Location identification data

^^^^^^^^

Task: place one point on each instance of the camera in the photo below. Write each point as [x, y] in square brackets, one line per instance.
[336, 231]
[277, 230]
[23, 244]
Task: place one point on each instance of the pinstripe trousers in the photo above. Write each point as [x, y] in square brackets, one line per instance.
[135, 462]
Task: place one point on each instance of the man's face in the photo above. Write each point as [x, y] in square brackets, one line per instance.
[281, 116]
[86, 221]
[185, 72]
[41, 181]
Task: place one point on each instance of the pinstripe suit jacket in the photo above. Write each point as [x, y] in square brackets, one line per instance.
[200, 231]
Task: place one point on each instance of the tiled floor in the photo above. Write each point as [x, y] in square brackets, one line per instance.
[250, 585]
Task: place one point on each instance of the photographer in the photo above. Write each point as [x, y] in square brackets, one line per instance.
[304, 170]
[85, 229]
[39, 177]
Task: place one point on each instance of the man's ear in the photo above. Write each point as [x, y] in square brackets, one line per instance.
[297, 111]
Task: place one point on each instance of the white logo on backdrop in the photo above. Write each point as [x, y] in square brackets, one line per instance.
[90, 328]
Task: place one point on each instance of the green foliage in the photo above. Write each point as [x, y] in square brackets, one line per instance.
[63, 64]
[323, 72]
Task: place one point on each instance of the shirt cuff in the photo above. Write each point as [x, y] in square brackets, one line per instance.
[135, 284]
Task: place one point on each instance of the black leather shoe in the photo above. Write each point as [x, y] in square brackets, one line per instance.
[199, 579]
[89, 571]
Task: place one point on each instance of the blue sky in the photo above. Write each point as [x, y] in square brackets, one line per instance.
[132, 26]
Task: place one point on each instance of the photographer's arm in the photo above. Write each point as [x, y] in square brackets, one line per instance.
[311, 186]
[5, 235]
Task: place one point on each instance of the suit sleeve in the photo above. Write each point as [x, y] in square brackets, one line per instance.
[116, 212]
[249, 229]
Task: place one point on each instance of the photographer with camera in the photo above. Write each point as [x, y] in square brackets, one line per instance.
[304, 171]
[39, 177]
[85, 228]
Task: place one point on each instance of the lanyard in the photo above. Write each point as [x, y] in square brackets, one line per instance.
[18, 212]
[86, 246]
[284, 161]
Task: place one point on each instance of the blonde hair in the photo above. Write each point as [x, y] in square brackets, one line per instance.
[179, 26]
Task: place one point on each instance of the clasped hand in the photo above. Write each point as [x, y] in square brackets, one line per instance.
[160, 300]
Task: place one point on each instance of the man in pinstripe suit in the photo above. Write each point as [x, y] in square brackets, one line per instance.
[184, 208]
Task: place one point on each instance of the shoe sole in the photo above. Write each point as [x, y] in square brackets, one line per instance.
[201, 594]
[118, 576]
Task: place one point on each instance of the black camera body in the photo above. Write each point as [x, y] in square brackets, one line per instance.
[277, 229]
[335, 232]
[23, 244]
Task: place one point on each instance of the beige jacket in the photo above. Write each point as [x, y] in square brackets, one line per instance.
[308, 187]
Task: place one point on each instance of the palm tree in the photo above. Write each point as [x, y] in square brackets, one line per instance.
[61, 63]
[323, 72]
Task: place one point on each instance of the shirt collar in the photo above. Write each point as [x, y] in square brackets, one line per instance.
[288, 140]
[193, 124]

^^^^^^^^

* **WHAT NEEDS TO BE DONE**
Copy the lines of the data above word for word, from the line containing "Task: place one point on each instance of the shirt collar" through the end of the data.

* **TASK OUTPUT**
Task: place one point on each instance of the shirt collar in the photo above. Write each point as [x, y] in square brackets, one line per instance.
[288, 140]
[193, 124]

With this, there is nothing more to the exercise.